▸ **Dataset extract**
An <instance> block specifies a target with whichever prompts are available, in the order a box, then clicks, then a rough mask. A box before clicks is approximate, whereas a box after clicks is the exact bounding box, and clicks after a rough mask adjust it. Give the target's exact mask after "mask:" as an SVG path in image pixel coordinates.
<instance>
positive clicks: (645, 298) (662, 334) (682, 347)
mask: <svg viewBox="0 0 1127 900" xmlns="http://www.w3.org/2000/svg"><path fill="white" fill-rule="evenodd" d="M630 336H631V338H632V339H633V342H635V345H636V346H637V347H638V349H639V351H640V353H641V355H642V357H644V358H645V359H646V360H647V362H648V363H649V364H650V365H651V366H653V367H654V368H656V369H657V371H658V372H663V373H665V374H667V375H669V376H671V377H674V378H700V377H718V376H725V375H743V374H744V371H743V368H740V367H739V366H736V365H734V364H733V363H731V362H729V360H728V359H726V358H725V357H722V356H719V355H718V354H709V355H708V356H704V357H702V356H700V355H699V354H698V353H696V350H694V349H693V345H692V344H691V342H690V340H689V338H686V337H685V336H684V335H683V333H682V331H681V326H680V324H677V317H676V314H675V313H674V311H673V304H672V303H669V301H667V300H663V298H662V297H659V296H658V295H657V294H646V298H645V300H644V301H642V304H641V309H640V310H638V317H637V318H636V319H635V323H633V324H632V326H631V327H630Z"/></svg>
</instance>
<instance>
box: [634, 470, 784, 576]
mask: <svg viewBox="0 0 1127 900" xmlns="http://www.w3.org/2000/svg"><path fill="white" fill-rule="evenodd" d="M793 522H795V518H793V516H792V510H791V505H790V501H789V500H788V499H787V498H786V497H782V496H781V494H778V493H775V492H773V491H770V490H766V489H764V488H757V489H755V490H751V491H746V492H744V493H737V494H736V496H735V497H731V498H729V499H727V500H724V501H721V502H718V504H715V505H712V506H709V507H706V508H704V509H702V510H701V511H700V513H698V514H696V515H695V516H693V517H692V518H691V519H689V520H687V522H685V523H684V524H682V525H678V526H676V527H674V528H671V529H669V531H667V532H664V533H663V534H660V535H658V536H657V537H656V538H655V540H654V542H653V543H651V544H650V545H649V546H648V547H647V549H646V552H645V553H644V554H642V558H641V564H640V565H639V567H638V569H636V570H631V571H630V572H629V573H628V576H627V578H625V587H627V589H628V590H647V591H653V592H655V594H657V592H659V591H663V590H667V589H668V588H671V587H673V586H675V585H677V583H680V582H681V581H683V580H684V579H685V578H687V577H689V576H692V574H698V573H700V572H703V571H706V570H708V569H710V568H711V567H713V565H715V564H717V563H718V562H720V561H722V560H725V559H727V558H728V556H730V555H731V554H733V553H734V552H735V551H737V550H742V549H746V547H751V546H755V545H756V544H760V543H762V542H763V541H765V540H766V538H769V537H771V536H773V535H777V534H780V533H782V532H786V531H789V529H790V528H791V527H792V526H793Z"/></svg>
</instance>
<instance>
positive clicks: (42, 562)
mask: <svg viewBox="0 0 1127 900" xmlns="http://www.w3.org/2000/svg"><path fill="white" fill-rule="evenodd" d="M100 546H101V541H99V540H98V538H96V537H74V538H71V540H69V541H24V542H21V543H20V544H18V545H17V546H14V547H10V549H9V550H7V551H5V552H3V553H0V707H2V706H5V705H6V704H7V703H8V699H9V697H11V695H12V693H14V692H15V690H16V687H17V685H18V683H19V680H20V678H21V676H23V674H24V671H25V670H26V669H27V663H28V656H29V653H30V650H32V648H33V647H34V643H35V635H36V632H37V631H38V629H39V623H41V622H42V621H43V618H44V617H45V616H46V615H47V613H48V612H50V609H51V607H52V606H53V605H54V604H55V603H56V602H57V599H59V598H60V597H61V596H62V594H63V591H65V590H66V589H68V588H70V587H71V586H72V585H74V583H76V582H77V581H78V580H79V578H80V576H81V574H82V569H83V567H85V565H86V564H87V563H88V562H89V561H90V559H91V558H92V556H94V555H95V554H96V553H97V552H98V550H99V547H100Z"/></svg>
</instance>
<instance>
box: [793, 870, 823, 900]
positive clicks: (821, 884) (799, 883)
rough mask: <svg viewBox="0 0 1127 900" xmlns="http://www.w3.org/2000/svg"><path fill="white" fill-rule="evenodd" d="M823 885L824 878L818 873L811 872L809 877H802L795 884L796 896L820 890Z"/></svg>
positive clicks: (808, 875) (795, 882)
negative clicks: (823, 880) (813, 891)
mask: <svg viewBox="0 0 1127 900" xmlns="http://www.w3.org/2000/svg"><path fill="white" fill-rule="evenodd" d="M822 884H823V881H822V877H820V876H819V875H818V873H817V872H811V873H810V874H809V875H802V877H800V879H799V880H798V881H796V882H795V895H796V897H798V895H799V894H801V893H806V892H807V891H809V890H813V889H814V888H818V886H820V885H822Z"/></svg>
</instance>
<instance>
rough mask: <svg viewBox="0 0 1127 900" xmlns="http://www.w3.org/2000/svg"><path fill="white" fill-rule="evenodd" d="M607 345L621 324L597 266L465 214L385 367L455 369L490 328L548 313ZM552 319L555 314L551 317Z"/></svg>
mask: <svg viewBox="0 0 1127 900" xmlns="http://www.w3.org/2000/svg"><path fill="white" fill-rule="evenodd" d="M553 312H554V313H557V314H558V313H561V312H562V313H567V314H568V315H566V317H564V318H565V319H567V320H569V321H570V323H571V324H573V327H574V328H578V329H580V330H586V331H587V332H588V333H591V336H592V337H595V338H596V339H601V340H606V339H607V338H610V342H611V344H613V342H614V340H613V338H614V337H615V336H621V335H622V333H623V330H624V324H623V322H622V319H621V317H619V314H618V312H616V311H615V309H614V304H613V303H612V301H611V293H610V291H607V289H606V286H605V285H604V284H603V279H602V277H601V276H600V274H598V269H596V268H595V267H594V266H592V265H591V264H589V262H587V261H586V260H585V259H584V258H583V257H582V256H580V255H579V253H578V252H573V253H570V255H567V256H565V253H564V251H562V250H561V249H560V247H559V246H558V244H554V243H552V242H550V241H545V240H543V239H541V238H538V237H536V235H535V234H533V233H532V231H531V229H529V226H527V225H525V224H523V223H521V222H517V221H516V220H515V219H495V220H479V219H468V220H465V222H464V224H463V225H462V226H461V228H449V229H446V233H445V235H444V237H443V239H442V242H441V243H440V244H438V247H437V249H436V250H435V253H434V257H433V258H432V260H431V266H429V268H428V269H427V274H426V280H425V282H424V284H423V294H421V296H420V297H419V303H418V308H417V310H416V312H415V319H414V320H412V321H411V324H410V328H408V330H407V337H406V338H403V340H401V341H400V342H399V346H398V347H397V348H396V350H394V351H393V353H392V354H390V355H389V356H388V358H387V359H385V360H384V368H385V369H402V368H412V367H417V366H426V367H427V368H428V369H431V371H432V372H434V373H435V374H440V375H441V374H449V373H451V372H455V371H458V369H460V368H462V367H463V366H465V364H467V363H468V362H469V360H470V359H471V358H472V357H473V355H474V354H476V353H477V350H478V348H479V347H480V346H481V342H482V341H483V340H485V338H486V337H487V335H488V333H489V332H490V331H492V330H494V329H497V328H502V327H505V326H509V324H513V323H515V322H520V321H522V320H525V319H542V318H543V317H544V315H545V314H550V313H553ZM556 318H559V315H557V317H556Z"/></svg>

▸ **Your goal**
Without skipping a line, retype the full listing.

▸ **Result of this task**
An <instance> block specifies a target with whichever prompts are available, in the order a box, then clicks, then a rough mask. A box before clicks is approximate, whereas a box after clicks is the exact bounding box, and clicks after a rough mask adjust it. Give the target's exact mask after "mask:" as an SVG path in image pixel coordinates.
<instance>
positive clicks: (645, 298) (662, 334) (682, 347)
mask: <svg viewBox="0 0 1127 900" xmlns="http://www.w3.org/2000/svg"><path fill="white" fill-rule="evenodd" d="M630 336H631V338H632V339H633V342H635V345H636V346H637V347H638V349H639V351H640V353H641V355H642V357H644V358H645V359H646V360H647V362H648V363H649V364H650V365H651V366H653V367H654V368H656V369H657V371H658V372H663V373H665V374H667V375H669V376H671V377H674V378H700V377H718V376H725V375H743V374H744V371H743V368H740V367H739V366H736V365H734V364H733V363H731V362H729V360H728V359H726V358H725V357H722V356H719V355H718V354H709V355H708V356H704V357H702V356H700V355H699V354H698V353H696V350H694V349H693V345H692V344H691V342H690V340H689V338H686V337H685V336H684V335H683V333H682V331H681V326H680V324H677V317H676V314H675V313H674V311H673V304H672V303H669V301H667V300H663V298H662V297H659V296H658V295H657V294H646V298H645V300H644V301H642V304H641V309H640V310H638V317H637V318H636V319H635V323H633V324H632V326H631V327H630Z"/></svg>
</instance>
<instance>
box: [634, 470, 784, 576]
mask: <svg viewBox="0 0 1127 900" xmlns="http://www.w3.org/2000/svg"><path fill="white" fill-rule="evenodd" d="M793 522H795V518H793V516H792V510H791V505H790V501H789V500H788V499H787V498H786V497H782V496H781V494H778V493H775V492H773V491H770V490H766V489H764V488H757V489H755V490H751V491H746V492H744V493H737V494H736V496H735V497H731V498H729V499H727V500H724V501H721V502H718V504H715V505H712V506H709V507H706V508H704V509H702V510H701V511H700V513H698V514H696V515H695V516H693V517H692V518H691V519H689V520H687V522H685V523H684V524H682V525H678V526H676V527H674V528H671V529H669V531H667V532H664V533H663V534H660V535H658V536H657V537H656V538H655V540H654V542H653V543H651V544H650V545H649V546H648V547H647V549H646V552H645V553H644V554H642V558H641V564H640V565H639V567H638V569H636V570H631V571H630V572H629V573H628V576H627V578H625V587H627V589H628V590H647V591H653V592H655V594H657V592H659V591H663V590H667V589H668V588H671V587H673V586H675V585H677V583H680V582H681V581H683V580H684V579H685V578H687V577H689V576H692V574H698V573H700V572H703V571H706V570H708V569H710V568H711V567H713V565H715V564H717V563H718V562H720V561H722V560H725V559H727V558H728V556H730V555H731V554H733V553H734V552H735V551H737V550H742V549H746V547H751V546H755V545H756V544H760V543H762V542H763V541H765V540H766V538H769V537H771V536H773V535H777V534H780V533H782V532H786V531H789V529H790V528H791V527H792V526H793Z"/></svg>
</instance>
<instance>
positive clicks: (42, 562)
mask: <svg viewBox="0 0 1127 900" xmlns="http://www.w3.org/2000/svg"><path fill="white" fill-rule="evenodd" d="M100 546H101V541H99V540H98V538H96V537H74V538H71V540H69V541H24V542H21V543H20V544H18V545H17V546H14V547H10V549H9V550H7V551H5V552H3V553H0V707H2V706H5V705H6V704H7V703H8V699H9V697H11V695H12V693H14V692H15V690H16V687H17V685H18V683H19V680H20V678H21V676H23V674H24V671H25V670H26V669H27V663H28V656H29V653H30V650H32V648H33V647H34V643H35V635H36V632H37V631H38V629H39V623H41V622H42V621H43V618H44V617H45V616H46V615H47V613H48V612H50V609H51V607H52V606H53V605H54V604H55V603H56V602H57V599H59V598H60V597H61V596H62V594H63V591H65V590H66V589H68V588H70V587H71V586H72V585H74V583H76V582H77V581H78V580H79V578H80V576H81V574H82V569H83V567H85V565H86V564H87V563H88V562H89V561H90V559H91V558H92V556H94V555H95V554H96V553H97V552H98V550H99V547H100Z"/></svg>
</instance>
<instance>
box: [793, 870, 823, 900]
positive clicks: (821, 884) (799, 883)
rough mask: <svg viewBox="0 0 1127 900" xmlns="http://www.w3.org/2000/svg"><path fill="white" fill-rule="evenodd" d="M823 885L824 878L818 873L811 872L809 877H802L795 884L796 896L820 890Z"/></svg>
positive clicks: (808, 875) (795, 882)
negative clicks: (823, 880) (813, 891)
mask: <svg viewBox="0 0 1127 900" xmlns="http://www.w3.org/2000/svg"><path fill="white" fill-rule="evenodd" d="M822 884H823V881H822V877H820V876H819V875H818V873H817V872H811V873H810V874H809V875H802V877H800V879H799V880H798V881H796V882H795V895H796V897H798V895H799V894H801V893H806V892H807V891H809V890H813V889H814V888H818V886H820V885H822Z"/></svg>
</instance>
<instance>
rough mask: <svg viewBox="0 0 1127 900" xmlns="http://www.w3.org/2000/svg"><path fill="white" fill-rule="evenodd" d="M607 345L621 324L597 266L465 214L385 367L455 369L490 328L548 313ZM552 319L555 314L551 317Z"/></svg>
mask: <svg viewBox="0 0 1127 900" xmlns="http://www.w3.org/2000/svg"><path fill="white" fill-rule="evenodd" d="M553 312H554V313H557V314H558V313H561V312H562V313H567V314H568V315H566V317H564V318H565V319H567V320H569V321H570V323H571V324H573V327H574V328H578V329H580V330H586V331H587V332H588V333H591V336H592V337H595V338H596V339H601V340H606V339H607V338H610V342H611V344H613V342H614V340H613V338H614V337H615V336H621V335H622V333H623V330H624V324H623V322H622V319H621V317H619V314H618V312H616V311H615V309H614V304H613V303H612V301H611V293H610V291H607V289H606V286H605V285H604V284H603V279H602V277H601V276H600V274H598V269H596V268H595V267H594V266H592V265H591V264H589V262H587V261H586V260H585V259H584V258H583V257H582V256H580V255H579V253H578V252H573V253H570V255H567V256H565V253H564V251H562V250H561V249H560V247H559V246H558V244H554V243H552V242H550V241H545V240H543V239H541V238H538V237H536V235H535V234H533V233H532V231H531V229H529V226H527V225H525V224H523V223H521V222H517V221H516V220H515V219H495V220H479V219H468V220H465V222H464V224H463V225H462V226H461V228H449V229H446V233H445V235H444V237H443V239H442V242H441V243H440V244H438V247H437V249H436V250H435V253H434V257H433V258H432V260H431V266H429V268H428V269H427V274H426V280H425V282H424V284H423V294H421V296H420V297H419V303H418V308H417V310H416V312H415V319H414V320H412V321H411V324H410V328H408V330H407V337H406V338H403V340H401V341H400V342H399V346H398V347H397V348H396V350H394V351H393V353H392V354H390V355H389V356H388V358H387V359H385V360H384V368H385V369H402V368H412V367H417V366H426V367H427V368H428V369H431V371H432V372H434V373H435V374H440V375H441V374H449V373H451V372H455V371H458V369H460V368H462V367H463V366H465V364H467V363H468V362H469V360H470V359H471V358H472V357H473V355H474V354H476V353H477V350H478V348H479V347H480V346H481V342H482V341H483V340H485V338H486V337H487V335H488V333H489V332H490V331H492V330H494V329H497V328H502V327H505V326H509V324H513V323H515V322H520V321H522V320H525V319H542V318H543V317H544V315H545V314H550V313H553ZM556 318H559V315H557V317H556Z"/></svg>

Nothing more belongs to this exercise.